Suppression of CD44 decreases the expression of Ki67, and the capacities for mammosphere formation and tumorgenesis. (A) Analysis of CD44 mRNA levels following siRNA treatment. The mRNA expression decreased to 0.41 after CD44 siRNA treatment compared with control, Data represent means ± SD (n = 3), ****P < 0.0001. (B) Immunofluorescence images showing the expression of CD44, Ki67 in cells treated with control siRNA or CD44 siRNA, scale bars: 20 μm. (C) MDA-MB-231 cells transfected by control siRNA, CD44 siRNA or ALDH1 siRNA growing as non-adherent mammospheres after 10 d of mammosphere cultivation. Scale bar, 100 μm. (D) MDA-MB-231cells are tumorigenic while cells transfected by CD44 siRNA or ALDH1 siRNA could not form tumor with amount of 4 × 10⁶ in BALB/c nude mice after two weeks. All the experiments were performed in triplicate.

Figure 7

Suppression of ALDH1 decreases the expression of CXCR4 and the tumor cell migration capacity. (A) Analysis of ALDH1 mRNA levels following siRNA treatment. The mRNA expression decreased to 0.29 after ALDH1 siRNA treatment compared with control, Data represent means ± SD (n = 3), ***P < 0.001. (B) Immunofluorescence images showing the expression of ALDH1, CXCR4 in cells treated with control siRNA or CD44 siRNA, scale bars: 20 μm. (C) Transwell migration assay. Representative microscope images of the MDA-MB-231 cells transfected by CD44 or ALDH1 siRNA migrated to the bottom chamber, scale bar, 200 μm. (D) Wound healing assay. Representative images showing the changes of wounds of the MDA-MB-231 cells transfected by CD44 or ALDH1 siRNA in the six-well culture plates. Images were obtained at 0 and 24 hours after the creation of the wounds. Scale bar 200 μm. All the experiments were performed in triplicate.

(Records from a collection)
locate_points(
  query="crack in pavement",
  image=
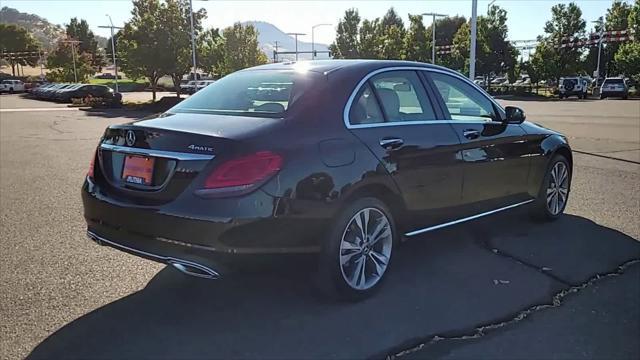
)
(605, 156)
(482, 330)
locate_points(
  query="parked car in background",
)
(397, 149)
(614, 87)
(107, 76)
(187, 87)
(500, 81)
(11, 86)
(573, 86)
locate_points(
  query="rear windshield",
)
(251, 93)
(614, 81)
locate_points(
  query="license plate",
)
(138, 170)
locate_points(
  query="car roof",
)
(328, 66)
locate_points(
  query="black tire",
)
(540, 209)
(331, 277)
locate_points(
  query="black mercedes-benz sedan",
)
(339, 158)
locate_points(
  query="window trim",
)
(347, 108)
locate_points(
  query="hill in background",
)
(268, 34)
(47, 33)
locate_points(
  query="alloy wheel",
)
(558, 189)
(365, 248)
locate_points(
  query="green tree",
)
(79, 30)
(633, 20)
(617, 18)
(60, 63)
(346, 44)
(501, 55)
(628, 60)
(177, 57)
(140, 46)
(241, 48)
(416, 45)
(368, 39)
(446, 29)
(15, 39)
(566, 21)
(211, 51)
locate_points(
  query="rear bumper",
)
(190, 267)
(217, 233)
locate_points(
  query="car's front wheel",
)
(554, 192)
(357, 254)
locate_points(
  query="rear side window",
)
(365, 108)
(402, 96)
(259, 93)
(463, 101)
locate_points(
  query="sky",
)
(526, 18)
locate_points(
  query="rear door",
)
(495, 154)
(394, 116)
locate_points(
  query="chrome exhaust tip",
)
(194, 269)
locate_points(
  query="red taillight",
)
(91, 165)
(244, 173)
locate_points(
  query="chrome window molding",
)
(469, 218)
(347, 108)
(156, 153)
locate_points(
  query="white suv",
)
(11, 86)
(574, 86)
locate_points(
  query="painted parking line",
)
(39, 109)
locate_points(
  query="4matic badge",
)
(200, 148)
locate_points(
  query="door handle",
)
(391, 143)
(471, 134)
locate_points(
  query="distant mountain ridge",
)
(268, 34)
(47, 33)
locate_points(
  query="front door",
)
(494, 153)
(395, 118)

- _QUESTIONS ON THE MATERIAL_:
1 - In the figure captions on CD44 and ALDH1 suppression, to what level did ALDH1 mRNA expression fall after ALDH1 siRNA treatment?
2 - Decide whether each statement agrees with the figure captions on CD44 and ALDH1 suppression, and answer yes or no, quoting the words of the captions that settle it. (a) The mammospheres were cultivated for 10 days. (b) Wound images were taken at 0 and 48 hours. (c) The tumor formation test was done in BALB/c nude mice.
3 - Proceed with the figure captions on CD44 and ALDH1 suppression, picking up after their last sentence.
None of the rows are needed for this work.

- _EXERCISE ANSWERS_:
1 - It fell to 0.29 compared with control.

2 -
(a) Yes: "after 10 d of mammosphere cultivation."
(b) No: "Images were obtained at 0 and 24 hours after the creation of the wounds."
(c) Yes: "in BALB/c nude mice after two weeks."

3 -
Figure 8

CD44/CD24 ratio and ALDH1 remain stable from the primary tumor to the liver metastases. (A) Representative immunofluorescent images showing the expression of CD44, CD24 in the primary tumor and liver metastases of immunodefidient mice injected with MDA-MB-231 cells. Tissues were labeled with anti-CD44 (red), anti-CD24 (green) and the nuclei stain DAPI (blue). Scale bar: 20 μm. (B) CD44/CD24 ratios in the primary tumor and the liver metastases. The average ratios of CD44/CD24 were calculated from three parallel immunofluorescent images. All the experiments were performed in triplicate. Data represent means ± SD (n = 3), **P < 0.01. (C) Representative immunofluorescent images showing the expression of ADLH1 in the primary tumor and liver metastases of immunodefidient mice injected with MDA-MB-231 cells. Tissues were labeled with anti-ALDH1 (magenta) and the nuclei stain DAPI (blue). Scale bar: 20 μm. (D) The average fluorescent intensities of ALDH1 from the primary tumor and the liver metastases. The average fluorescent intensities were calculated from three parallel immunofluorescent images. All the experiments were performed in triplicate. Data represent means ± SD (n = 3).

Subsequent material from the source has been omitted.